For the word "link", find each line in the entries where it occurs and copy that line.

[Source records]
════════

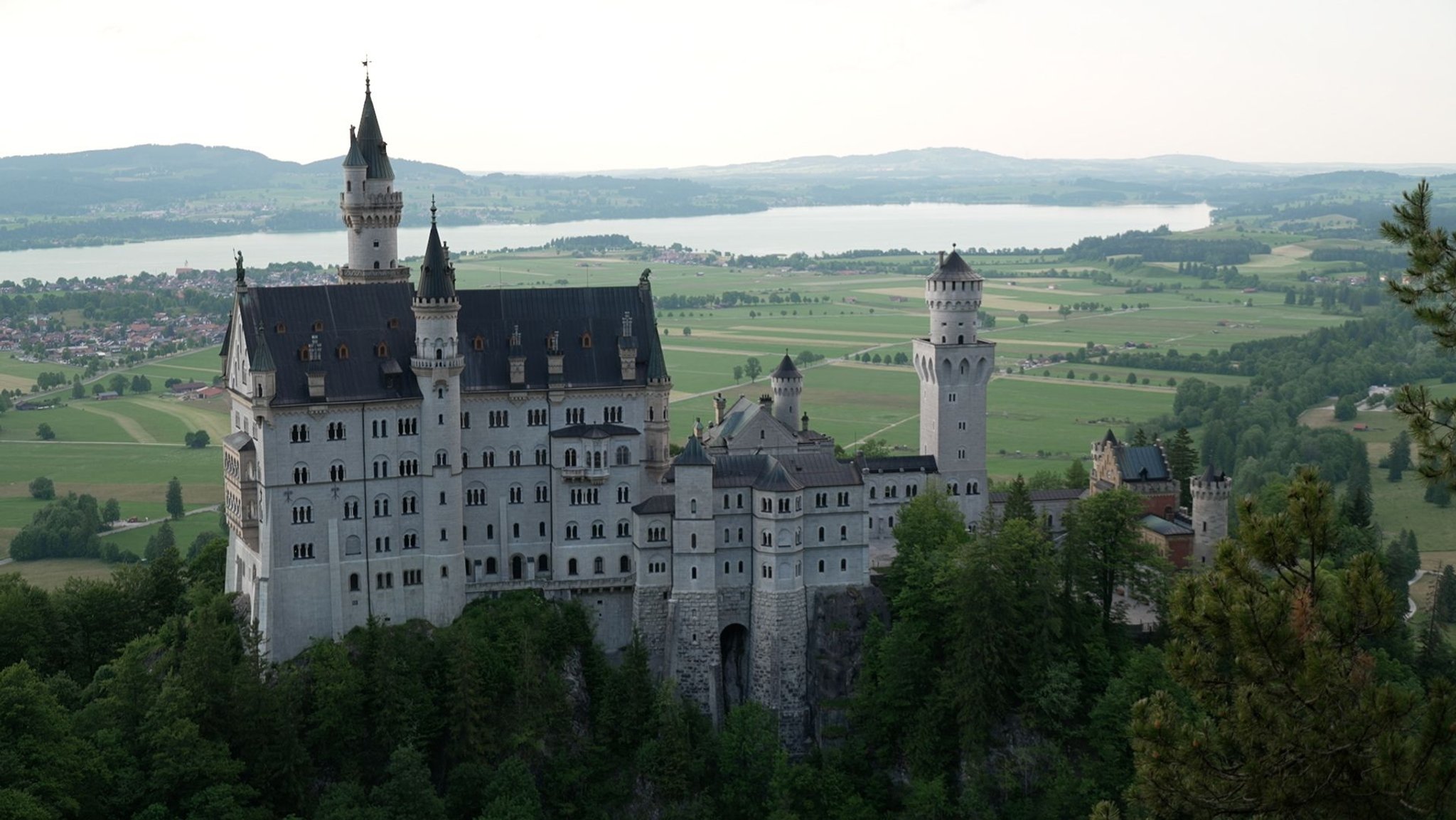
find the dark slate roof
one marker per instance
(786, 371)
(358, 316)
(436, 272)
(954, 268)
(353, 315)
(778, 479)
(584, 316)
(355, 156)
(594, 432)
(259, 358)
(897, 464)
(1138, 459)
(1043, 496)
(1165, 528)
(655, 506)
(820, 469)
(372, 142)
(693, 454)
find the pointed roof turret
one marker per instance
(355, 156)
(693, 454)
(372, 142)
(786, 369)
(954, 268)
(436, 272)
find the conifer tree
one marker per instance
(1018, 503)
(1288, 714)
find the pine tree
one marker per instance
(1286, 714)
(175, 499)
(1183, 461)
(1018, 503)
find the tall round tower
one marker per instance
(1210, 513)
(437, 365)
(954, 369)
(372, 207)
(786, 383)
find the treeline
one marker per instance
(596, 244)
(1161, 245)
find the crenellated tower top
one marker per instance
(370, 206)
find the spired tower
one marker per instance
(1210, 513)
(370, 204)
(786, 383)
(954, 369)
(437, 365)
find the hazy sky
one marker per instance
(539, 85)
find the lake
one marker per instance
(832, 229)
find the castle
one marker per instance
(401, 446)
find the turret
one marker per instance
(370, 206)
(1210, 513)
(786, 383)
(954, 369)
(954, 296)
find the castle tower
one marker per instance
(693, 635)
(437, 365)
(954, 369)
(786, 383)
(1210, 513)
(779, 605)
(370, 204)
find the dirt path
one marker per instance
(127, 424)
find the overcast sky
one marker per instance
(539, 85)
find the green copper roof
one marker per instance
(355, 158)
(436, 272)
(372, 142)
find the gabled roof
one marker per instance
(436, 272)
(1164, 526)
(954, 268)
(372, 142)
(786, 371)
(693, 454)
(778, 479)
(1143, 464)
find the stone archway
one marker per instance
(734, 667)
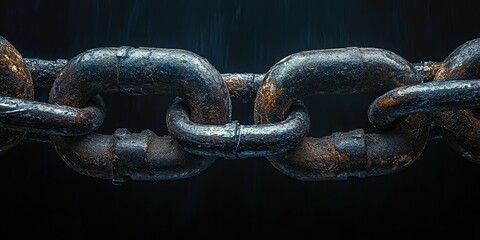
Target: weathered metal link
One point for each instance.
(243, 86)
(37, 117)
(130, 156)
(200, 120)
(15, 81)
(139, 71)
(427, 69)
(44, 72)
(233, 140)
(461, 128)
(424, 98)
(353, 153)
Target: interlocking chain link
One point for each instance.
(199, 120)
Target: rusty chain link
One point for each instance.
(199, 120)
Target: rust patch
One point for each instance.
(387, 103)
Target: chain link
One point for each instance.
(199, 121)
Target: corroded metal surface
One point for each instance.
(461, 128)
(44, 72)
(15, 81)
(37, 117)
(353, 153)
(233, 140)
(138, 71)
(243, 86)
(201, 123)
(424, 98)
(124, 156)
(427, 69)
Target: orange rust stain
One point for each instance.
(271, 93)
(387, 103)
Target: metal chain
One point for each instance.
(199, 120)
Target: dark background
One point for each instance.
(244, 197)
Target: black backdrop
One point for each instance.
(244, 197)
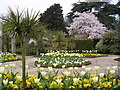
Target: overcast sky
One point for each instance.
(41, 5)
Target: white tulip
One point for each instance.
(59, 81)
(41, 69)
(101, 74)
(36, 80)
(96, 67)
(95, 79)
(82, 73)
(5, 82)
(43, 73)
(66, 73)
(75, 80)
(112, 71)
(2, 69)
(115, 67)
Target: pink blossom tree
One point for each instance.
(86, 24)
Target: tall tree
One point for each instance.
(22, 25)
(103, 10)
(53, 17)
(88, 25)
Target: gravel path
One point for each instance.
(103, 62)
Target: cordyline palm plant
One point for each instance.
(21, 24)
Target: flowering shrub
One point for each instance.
(69, 79)
(57, 59)
(8, 57)
(86, 23)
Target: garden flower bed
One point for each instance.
(85, 53)
(69, 79)
(6, 57)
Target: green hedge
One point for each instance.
(84, 44)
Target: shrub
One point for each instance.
(110, 43)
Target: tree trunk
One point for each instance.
(23, 64)
(13, 45)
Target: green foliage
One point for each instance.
(103, 10)
(110, 43)
(84, 44)
(53, 17)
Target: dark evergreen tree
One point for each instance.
(103, 10)
(53, 17)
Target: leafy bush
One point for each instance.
(110, 43)
(84, 45)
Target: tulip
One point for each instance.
(82, 73)
(95, 79)
(108, 68)
(19, 77)
(63, 66)
(27, 66)
(5, 82)
(38, 65)
(36, 80)
(70, 68)
(114, 67)
(2, 69)
(0, 75)
(11, 82)
(112, 71)
(75, 80)
(43, 73)
(88, 69)
(12, 65)
(96, 67)
(83, 67)
(50, 69)
(54, 64)
(0, 64)
(101, 74)
(75, 68)
(66, 73)
(59, 81)
(6, 66)
(41, 69)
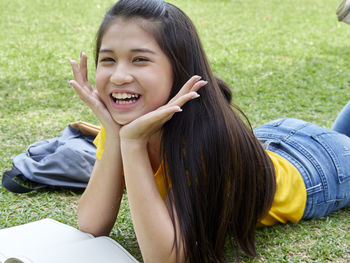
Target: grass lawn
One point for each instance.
(281, 58)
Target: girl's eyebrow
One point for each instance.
(142, 50)
(134, 50)
(105, 51)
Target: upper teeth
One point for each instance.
(124, 95)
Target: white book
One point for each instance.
(49, 241)
(343, 11)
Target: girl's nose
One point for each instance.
(121, 75)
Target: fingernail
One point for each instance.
(195, 96)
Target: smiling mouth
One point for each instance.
(125, 98)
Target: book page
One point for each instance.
(96, 250)
(37, 236)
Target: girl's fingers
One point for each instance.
(76, 72)
(83, 66)
(143, 127)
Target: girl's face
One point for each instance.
(133, 75)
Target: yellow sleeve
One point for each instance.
(99, 142)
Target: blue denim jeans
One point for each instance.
(321, 156)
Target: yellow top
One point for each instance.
(290, 197)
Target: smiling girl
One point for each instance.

════════

__SOLUTION TO THE PROBLEM__:
Target: weathered metal link
Target: interlocking chain link
Target: rusty chain link
Target: chain link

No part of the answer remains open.